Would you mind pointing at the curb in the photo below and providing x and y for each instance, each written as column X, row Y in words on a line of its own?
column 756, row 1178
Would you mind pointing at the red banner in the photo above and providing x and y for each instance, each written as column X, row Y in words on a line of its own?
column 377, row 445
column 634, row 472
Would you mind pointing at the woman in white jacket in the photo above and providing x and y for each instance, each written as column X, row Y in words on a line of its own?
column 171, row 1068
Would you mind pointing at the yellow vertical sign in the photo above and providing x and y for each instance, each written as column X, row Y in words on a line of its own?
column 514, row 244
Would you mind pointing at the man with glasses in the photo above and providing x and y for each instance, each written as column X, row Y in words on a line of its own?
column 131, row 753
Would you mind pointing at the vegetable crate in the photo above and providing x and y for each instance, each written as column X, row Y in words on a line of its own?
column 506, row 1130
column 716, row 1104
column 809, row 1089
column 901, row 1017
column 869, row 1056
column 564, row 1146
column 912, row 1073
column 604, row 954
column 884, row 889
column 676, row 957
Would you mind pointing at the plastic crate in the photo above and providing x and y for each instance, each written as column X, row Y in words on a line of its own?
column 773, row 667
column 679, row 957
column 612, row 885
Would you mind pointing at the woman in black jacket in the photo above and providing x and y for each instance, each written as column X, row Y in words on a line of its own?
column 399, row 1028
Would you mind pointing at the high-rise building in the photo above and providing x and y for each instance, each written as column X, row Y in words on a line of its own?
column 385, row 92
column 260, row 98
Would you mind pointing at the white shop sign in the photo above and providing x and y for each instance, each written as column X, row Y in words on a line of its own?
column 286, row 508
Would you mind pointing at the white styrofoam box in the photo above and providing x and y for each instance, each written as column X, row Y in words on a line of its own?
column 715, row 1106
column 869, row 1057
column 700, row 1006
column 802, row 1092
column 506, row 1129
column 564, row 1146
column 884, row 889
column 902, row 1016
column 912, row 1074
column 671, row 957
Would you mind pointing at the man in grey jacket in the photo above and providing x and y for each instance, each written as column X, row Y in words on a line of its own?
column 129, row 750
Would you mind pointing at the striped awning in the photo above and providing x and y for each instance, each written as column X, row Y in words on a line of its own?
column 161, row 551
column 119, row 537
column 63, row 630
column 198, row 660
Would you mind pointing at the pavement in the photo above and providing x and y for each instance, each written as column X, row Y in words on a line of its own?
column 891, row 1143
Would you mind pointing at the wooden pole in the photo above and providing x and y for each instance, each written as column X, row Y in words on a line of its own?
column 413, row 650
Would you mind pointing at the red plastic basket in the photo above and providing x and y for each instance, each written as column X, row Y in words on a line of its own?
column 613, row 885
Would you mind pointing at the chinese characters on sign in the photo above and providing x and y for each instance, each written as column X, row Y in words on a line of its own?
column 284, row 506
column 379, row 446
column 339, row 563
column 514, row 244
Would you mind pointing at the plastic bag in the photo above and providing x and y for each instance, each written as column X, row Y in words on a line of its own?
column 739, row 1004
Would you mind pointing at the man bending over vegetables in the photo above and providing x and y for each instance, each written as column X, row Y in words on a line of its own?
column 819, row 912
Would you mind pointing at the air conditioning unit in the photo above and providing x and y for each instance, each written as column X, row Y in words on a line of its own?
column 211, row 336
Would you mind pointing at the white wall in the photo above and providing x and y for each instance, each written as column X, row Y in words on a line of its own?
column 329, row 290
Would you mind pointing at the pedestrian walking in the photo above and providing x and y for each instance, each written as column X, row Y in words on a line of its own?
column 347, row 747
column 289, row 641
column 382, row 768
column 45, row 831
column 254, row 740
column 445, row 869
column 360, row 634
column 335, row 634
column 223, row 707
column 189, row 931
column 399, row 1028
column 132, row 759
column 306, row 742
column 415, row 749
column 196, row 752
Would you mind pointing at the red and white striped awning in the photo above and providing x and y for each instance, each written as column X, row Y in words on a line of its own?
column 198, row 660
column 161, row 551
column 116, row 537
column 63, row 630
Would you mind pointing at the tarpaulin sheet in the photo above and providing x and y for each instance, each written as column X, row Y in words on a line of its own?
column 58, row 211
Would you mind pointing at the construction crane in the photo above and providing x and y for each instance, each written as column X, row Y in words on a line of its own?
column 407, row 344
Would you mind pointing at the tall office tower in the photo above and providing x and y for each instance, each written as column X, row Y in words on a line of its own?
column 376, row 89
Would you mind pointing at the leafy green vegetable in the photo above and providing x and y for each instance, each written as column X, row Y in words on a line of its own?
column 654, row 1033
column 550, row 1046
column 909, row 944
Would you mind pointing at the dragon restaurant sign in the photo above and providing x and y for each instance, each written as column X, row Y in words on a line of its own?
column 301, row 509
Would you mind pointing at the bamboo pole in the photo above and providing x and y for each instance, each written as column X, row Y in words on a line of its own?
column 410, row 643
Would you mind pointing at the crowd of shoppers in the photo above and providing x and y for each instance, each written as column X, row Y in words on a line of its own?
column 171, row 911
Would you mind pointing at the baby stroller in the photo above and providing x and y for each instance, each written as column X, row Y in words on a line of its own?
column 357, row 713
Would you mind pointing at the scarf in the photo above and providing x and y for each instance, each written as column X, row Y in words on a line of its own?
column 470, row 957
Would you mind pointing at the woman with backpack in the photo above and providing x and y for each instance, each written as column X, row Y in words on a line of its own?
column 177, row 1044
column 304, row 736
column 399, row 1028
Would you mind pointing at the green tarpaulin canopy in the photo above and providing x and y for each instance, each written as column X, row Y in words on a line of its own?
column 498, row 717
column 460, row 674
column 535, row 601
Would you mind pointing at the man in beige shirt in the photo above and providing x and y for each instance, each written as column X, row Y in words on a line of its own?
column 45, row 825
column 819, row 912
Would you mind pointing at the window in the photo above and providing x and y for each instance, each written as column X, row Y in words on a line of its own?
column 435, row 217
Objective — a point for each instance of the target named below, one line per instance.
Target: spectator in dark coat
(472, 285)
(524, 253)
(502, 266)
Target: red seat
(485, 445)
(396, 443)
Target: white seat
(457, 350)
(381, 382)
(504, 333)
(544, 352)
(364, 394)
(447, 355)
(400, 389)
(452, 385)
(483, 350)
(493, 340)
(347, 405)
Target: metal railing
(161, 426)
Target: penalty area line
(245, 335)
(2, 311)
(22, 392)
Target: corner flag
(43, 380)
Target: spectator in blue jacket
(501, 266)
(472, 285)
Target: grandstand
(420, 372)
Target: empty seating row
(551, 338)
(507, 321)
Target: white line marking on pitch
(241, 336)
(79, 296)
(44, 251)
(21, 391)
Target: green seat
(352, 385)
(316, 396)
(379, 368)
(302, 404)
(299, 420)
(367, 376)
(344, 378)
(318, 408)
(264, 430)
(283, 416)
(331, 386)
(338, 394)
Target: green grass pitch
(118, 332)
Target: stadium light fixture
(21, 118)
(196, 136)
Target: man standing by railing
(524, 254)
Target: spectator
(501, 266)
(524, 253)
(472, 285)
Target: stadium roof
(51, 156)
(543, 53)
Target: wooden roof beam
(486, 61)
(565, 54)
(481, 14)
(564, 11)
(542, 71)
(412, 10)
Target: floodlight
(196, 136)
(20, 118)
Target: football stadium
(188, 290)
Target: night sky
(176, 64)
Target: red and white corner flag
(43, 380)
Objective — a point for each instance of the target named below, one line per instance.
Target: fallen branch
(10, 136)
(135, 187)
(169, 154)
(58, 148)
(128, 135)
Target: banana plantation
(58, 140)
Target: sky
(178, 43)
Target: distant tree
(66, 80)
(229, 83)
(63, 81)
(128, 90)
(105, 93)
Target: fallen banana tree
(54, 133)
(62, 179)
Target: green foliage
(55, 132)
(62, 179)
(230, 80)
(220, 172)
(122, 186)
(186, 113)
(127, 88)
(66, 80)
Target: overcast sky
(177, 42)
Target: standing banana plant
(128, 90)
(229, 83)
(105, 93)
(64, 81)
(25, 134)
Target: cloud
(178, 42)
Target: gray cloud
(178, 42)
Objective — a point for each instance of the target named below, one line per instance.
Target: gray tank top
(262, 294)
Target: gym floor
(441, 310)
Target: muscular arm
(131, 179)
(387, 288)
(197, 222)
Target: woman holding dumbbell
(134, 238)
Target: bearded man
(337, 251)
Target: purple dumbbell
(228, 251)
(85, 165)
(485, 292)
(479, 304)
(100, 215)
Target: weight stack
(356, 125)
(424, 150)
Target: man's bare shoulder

§ What is expected:
Your answer must be the line containing "Target: empty seating row" and each line after it in the listing above, copied exactly.

§ Expected answer:
Target: empty seating row
(551, 338)
(507, 321)
Target: white line marking on pitch
(241, 336)
(79, 296)
(44, 251)
(21, 391)
Target: green seat
(352, 385)
(316, 396)
(379, 368)
(302, 404)
(299, 420)
(367, 376)
(344, 378)
(318, 408)
(264, 430)
(283, 416)
(331, 386)
(338, 394)
Target: green grass pitch
(118, 332)
Target: stadium light fixture
(21, 118)
(196, 136)
Target: man standing by railing
(524, 254)
Target: spectator
(501, 266)
(524, 253)
(472, 285)
Target: stadium roof
(51, 156)
(543, 53)
Target: wooden roof beam
(486, 61)
(565, 54)
(481, 14)
(564, 11)
(542, 71)
(412, 10)
Target: floodlight
(196, 136)
(20, 118)
Target: football stadium
(188, 290)
Target: night sky
(176, 64)
Target: red and white corner flag
(43, 380)
Objective — a point for each instance of the target named below, one line per instance.
Target: fallen branch
(10, 136)
(135, 187)
(169, 154)
(58, 148)
(128, 135)
Target: banana plantation
(58, 140)
Target: sky
(178, 43)
Target: distant tree
(66, 80)
(229, 83)
(63, 81)
(128, 90)
(105, 93)
Target: fallen banana tree
(54, 133)
(62, 179)
Target: green foliage
(55, 132)
(62, 179)
(230, 80)
(220, 172)
(122, 186)
(186, 113)
(127, 88)
(66, 80)
Target: overcast sky
(177, 42)
Target: standing banana plant
(128, 90)
(229, 83)
(105, 93)
(64, 81)
(25, 134)
Target: cloud
(178, 42)
Target: gray cloud
(178, 42)
Objective — a point for each instance of the target named below, one line per instance.
Target: gray tank top
(262, 294)
Target: gym floor
(441, 310)
Target: muscular arm
(131, 179)
(387, 288)
(197, 222)
Target: woman holding dumbbell
(134, 238)
Target: bearded man
(337, 251)
Target: purple dumbbell
(228, 251)
(85, 165)
(485, 292)
(479, 304)
(100, 215)
Target: weight stack
(356, 125)
(424, 150)
Target: man's bare shoulder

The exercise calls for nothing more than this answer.